**Selected text**

+ + + + + + +

When compared against the ARM 32 bit instruction set, the thumb 16 bit instruction set (not talking about thumb2 extensions yet) takes less space because the instructions are half the size, but there is a performance drop, in general, because it takes more instructions to do the same thing as on arm. There are less features to the instruction set, and most instructions only operate on registers r0-r7. Apples to Apples comparison more instructions to do the same thing is slower.
Now thumb2 extensions take formerly undefined thumb instructions and create 32 bit thumb instructions. Understand that there is more than one set of thumb2 extensions. ARMv6m adds a couple dozen perhaps. ARMv7m adds something like 150 instructions to the thumb instruction set, I dont know what ARMv8 or the future hold. So assuming ARMv7m, they have bridged the gap between what you can do in thumb and what you can do in ARM. So thumb2 is a reduced ARM instruction set as thumb is, but not as reduced. So it might still take more instructions to do the same thing in thumb2 (assume plus thumb) compared to ARM doing the same thing.
This gives a taste of the issue, a single instruction in arm and its equivalent in thumb.
ARM
and r8,r9,r10
THUMB
push {r0,r1}
mov r0,r8
mov r1,r9
and r0,r1
mov r1,r10
and r0,r1
mov r8,r0
pop {r0,r1}
Now a compiler wouldnt do that, the compiler would know it is targeting thumb and do things differently by choosing other registers. You still have fewer registers and fewer features per instruction:
mov r0,r1
and r0,r2
Still takes two instructions/execution cycles to and two registers together, without modifying the operands, and put the result in a third register. Thumb2 has a three register and so you are back to a single instruction using the thumb2 extensions. And that thumb2 instruction allows for r0-r15 on any of those three registers where thumb is limited to r0-r7.
Look at the ARMv5 Architectural Reference Manual, under each thumb instruction it shows you the equivalent ARM instruction. Then go to that ARM instruction and compare what you can do with that arm instruction that you cant do with the thumb instruction. It is a one way path the thumb instructions (not thumb2) have a one to one relationship with an ARM instruction. all thumb instructions have an equivalent arm instruction. but not all arm instructions have an equivalent thumb instruction. You should be able to see from this exercise the limitation on the compilers when using the thumb instruction set. Then get the ARMv7m Architectural Reference Manual and look at the instruction set, and compare the "all thumb variants" encodings (the ones that include ARMv4T) and the ones that are limited to ARMv6 and/or v7 and see the expansion of features between thumb and thumb2 as well as the thumb2 only instructions that have no thumb counterpart. This should clarify what the compilers have to work with between thumb and thumb2. You can then go so far as to compare thumb+thumb2 with the full blown ARM instructions (ARMv7 AR is that what it is called?). And see that thumb2 gets a lot closer to ARM, but you lose for example conditionals on every instruction, so conditional execution in thumb becomes comparisons with branching over code, where in ARM you can sometimes have an if-then-else without branching...

+ + + + + + +

**Data listing**
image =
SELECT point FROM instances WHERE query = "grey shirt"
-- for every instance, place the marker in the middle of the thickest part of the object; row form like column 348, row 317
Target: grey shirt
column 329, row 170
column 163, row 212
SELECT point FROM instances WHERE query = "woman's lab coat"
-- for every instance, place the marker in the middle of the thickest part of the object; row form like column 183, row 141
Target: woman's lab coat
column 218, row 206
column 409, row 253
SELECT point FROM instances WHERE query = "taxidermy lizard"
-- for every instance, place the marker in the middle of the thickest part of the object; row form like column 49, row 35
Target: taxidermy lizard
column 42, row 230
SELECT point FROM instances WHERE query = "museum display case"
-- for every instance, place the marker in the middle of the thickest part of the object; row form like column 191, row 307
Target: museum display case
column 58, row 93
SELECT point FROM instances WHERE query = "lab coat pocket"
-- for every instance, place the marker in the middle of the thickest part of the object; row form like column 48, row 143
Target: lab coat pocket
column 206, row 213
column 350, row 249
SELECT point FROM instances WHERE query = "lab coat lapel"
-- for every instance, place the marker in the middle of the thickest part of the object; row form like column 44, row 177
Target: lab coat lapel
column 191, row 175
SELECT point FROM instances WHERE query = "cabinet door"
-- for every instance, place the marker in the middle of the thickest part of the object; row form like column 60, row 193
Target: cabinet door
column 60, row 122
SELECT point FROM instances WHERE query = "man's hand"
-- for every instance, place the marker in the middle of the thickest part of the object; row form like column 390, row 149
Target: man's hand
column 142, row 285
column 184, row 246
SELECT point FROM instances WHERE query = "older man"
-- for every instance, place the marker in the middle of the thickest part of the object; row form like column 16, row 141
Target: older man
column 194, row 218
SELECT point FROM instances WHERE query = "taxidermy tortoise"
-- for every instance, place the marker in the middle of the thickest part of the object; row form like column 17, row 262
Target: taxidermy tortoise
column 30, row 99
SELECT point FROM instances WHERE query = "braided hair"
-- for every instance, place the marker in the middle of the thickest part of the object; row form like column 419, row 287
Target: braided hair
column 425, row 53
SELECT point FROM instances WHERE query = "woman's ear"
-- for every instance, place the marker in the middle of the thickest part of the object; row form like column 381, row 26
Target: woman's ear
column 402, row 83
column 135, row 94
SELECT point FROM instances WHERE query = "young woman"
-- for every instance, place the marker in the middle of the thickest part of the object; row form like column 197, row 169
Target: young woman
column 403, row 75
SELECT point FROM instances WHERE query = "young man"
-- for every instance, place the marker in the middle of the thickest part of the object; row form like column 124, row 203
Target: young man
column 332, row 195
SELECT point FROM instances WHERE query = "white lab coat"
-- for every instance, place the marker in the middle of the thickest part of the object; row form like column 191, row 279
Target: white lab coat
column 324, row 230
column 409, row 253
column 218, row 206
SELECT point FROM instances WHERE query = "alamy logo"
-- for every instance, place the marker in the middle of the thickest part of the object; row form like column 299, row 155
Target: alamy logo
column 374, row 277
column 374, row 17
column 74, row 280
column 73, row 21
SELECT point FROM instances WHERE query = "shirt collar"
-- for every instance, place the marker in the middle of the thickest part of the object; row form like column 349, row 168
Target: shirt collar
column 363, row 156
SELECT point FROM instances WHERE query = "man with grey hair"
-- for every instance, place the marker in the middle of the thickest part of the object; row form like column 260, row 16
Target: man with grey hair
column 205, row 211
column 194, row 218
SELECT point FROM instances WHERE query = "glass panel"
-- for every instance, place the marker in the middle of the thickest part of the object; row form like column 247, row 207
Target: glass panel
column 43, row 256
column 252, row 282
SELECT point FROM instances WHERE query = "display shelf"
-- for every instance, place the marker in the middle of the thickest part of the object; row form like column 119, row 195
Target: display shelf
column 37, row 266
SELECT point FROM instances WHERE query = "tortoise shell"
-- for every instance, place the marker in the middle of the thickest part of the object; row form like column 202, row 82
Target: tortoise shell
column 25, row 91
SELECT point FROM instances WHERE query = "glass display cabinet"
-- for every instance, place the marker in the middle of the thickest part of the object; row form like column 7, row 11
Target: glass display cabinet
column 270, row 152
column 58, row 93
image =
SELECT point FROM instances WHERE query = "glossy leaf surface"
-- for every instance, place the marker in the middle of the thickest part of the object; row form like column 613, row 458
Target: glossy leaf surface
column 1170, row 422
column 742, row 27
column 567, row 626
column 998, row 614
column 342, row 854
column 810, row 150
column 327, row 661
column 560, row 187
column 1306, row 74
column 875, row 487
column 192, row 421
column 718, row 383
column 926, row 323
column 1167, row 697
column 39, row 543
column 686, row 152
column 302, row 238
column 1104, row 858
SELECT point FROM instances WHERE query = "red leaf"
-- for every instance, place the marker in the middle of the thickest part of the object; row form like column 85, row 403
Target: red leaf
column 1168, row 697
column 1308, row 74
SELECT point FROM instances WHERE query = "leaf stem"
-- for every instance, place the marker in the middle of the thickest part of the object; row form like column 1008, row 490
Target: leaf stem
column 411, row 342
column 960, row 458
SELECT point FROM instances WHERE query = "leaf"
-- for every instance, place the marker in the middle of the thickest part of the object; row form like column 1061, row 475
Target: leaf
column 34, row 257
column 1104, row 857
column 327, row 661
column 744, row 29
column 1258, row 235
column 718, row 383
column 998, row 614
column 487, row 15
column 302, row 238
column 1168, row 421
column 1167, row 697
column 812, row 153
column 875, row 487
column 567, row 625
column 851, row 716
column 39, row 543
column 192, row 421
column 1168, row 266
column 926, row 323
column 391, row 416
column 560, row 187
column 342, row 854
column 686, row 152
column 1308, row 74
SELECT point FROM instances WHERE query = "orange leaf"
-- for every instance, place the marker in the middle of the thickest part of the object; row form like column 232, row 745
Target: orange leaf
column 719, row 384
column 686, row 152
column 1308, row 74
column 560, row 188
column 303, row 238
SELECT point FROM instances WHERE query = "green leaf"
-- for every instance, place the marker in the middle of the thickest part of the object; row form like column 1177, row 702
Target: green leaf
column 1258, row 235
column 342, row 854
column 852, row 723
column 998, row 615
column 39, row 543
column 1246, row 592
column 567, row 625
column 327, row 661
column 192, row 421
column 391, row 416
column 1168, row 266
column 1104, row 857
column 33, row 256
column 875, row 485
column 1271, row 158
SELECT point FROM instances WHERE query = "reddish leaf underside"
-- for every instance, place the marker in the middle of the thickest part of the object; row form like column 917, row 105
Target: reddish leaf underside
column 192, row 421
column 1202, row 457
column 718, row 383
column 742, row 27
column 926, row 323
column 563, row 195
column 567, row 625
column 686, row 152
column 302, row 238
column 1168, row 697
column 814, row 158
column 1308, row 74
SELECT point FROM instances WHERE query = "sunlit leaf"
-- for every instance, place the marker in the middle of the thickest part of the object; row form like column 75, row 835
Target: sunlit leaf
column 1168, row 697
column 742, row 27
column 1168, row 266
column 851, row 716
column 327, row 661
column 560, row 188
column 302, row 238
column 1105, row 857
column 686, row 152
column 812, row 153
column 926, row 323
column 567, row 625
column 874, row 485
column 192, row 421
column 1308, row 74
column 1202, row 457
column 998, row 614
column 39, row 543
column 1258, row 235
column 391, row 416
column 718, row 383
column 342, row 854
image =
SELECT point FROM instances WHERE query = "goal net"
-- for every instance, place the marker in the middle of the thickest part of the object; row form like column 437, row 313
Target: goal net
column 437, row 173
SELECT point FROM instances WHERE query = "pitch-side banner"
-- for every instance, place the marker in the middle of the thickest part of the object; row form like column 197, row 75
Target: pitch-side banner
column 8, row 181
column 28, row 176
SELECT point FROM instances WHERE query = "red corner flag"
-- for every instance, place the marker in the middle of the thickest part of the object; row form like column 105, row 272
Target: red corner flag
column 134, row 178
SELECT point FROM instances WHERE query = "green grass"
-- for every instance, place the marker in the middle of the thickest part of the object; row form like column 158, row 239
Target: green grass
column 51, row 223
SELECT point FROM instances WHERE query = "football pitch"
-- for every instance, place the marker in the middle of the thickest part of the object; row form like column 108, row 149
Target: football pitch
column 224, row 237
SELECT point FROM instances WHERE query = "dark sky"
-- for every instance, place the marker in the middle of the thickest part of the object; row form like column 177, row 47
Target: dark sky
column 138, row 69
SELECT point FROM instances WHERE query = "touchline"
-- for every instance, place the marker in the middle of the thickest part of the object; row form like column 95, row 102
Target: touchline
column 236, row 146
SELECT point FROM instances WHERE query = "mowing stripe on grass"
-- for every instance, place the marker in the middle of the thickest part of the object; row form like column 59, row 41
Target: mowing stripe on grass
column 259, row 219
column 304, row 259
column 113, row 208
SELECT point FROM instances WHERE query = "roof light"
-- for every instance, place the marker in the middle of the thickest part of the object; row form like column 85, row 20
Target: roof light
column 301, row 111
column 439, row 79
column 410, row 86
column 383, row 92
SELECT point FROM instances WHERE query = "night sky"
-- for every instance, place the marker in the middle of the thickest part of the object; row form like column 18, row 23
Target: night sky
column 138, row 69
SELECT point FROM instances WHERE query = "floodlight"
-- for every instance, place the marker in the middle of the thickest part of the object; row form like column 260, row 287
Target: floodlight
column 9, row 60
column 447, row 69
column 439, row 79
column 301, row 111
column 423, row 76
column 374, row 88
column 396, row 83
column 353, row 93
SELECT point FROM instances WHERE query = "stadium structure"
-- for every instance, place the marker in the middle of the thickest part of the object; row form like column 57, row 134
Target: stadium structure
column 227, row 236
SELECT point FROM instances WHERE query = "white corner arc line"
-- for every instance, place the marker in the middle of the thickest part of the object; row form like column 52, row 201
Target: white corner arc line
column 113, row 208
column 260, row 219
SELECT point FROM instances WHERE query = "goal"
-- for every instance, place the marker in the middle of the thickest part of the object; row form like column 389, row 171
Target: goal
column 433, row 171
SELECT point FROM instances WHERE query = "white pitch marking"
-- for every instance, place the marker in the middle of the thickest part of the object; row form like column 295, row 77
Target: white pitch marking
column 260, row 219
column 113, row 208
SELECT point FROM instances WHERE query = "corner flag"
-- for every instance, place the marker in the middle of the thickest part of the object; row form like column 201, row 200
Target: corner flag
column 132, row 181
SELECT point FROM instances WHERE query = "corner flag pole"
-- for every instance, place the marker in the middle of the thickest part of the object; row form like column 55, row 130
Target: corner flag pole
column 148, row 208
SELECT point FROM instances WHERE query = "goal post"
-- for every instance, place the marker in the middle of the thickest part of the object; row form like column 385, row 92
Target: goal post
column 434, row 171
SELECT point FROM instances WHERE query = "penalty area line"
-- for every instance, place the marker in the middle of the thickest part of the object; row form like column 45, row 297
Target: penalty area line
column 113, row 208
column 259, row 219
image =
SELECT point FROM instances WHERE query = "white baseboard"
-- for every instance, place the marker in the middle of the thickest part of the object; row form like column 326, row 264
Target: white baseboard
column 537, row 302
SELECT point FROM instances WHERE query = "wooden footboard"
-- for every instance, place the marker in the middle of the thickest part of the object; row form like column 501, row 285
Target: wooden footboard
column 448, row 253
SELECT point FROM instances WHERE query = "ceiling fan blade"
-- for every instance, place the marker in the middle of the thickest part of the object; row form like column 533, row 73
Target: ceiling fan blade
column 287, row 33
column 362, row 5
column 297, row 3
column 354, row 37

+ + + + + + +

**Required actions**
A - According to the text on Thumb instructions, which registers do most 16-bit Thumb instructions operate on?
B - Edit the passage of the text on Thumb instructions between "Now thumb2 extensions" and "equivalent in thumb.", inclusive, putting "a few dozen" in place of "a couple dozen".
Please answer from the text on Thumb instructions alone.

**Worked answers**
A - Registers r0 through r7.

B -
Now thumb2 extensions take formerly undefined thumb instructions and create 32 bit thumb instructions. Understand that there is more than one set of thumb2 extensions. ARMv6m adds a few dozen perhaps. ARMv7m adds something like 150 instructions to the thumb instruction set, I dont know what ARMv8 or the future hold. So assuming ARMv7m, they have bridged the gap between what you can do in thumb and what you can do in ARM. So thumb2 is a reduced ARM instruction set as thumb is, but not as reduced. So it might still take more instructions to do the same thing in thumb2 (assume plus thumb) compared to ARM doing the same thing.
This gives a taste of the issue, a single instruction in arm and its equivalent in thumb.